Source data Start Marker

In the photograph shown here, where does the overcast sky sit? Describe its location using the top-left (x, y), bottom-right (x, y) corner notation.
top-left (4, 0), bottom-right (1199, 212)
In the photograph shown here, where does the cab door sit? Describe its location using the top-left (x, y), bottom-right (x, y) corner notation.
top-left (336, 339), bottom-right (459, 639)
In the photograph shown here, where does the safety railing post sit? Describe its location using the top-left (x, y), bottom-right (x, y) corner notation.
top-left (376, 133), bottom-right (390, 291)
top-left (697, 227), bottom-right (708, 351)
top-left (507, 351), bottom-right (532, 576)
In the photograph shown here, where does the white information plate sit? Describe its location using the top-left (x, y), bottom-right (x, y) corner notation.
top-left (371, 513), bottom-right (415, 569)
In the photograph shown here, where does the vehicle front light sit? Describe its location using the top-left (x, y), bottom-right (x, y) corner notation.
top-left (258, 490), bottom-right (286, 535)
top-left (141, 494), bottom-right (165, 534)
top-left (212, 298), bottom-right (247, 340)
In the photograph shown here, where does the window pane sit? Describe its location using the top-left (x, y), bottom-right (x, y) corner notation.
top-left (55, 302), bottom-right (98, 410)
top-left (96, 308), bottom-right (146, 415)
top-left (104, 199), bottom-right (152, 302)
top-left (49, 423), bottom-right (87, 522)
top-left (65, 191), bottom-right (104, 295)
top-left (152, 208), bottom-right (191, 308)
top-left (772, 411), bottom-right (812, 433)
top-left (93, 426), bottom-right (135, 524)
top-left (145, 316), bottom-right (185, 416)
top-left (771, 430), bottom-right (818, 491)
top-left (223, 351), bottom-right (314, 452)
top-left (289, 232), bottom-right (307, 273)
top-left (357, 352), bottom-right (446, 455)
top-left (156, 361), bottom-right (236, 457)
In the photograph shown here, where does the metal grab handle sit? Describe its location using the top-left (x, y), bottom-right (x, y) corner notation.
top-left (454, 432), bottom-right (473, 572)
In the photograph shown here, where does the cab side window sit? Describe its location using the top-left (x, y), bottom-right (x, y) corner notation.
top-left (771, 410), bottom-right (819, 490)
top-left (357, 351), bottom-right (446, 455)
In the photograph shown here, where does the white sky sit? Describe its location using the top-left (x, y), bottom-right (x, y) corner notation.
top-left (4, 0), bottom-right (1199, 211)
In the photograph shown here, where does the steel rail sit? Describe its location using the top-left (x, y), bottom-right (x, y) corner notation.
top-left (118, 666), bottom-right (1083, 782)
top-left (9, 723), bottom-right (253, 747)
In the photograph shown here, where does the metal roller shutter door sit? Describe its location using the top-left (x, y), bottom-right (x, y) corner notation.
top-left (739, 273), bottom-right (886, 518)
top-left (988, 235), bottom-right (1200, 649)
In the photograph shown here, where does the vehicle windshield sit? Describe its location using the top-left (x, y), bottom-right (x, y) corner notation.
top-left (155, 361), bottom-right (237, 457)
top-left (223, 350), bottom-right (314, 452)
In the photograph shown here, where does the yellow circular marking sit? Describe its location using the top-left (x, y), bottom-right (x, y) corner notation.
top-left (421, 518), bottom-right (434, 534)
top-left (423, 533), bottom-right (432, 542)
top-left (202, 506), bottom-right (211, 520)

Source data End Marker

▶ **Task details**
Print exactly, and only, the lines running from the one that contains "In the photograph shown here, where does the vehicle windshield" to the last line of the records above.

▶ **Solution for this exercise**
In the photograph shown here, where does the vehicle windshield sit? Describe its location using the top-left (x, y), bottom-right (x, y) corner notation.
top-left (155, 361), bottom-right (237, 457)
top-left (223, 350), bottom-right (314, 452)
In the photograph shown here, where does the yellow circular marking sit? Describe its location using the top-left (x, y), bottom-right (x, y) corner notation.
top-left (421, 518), bottom-right (434, 534)
top-left (423, 533), bottom-right (432, 542)
top-left (202, 506), bottom-right (211, 520)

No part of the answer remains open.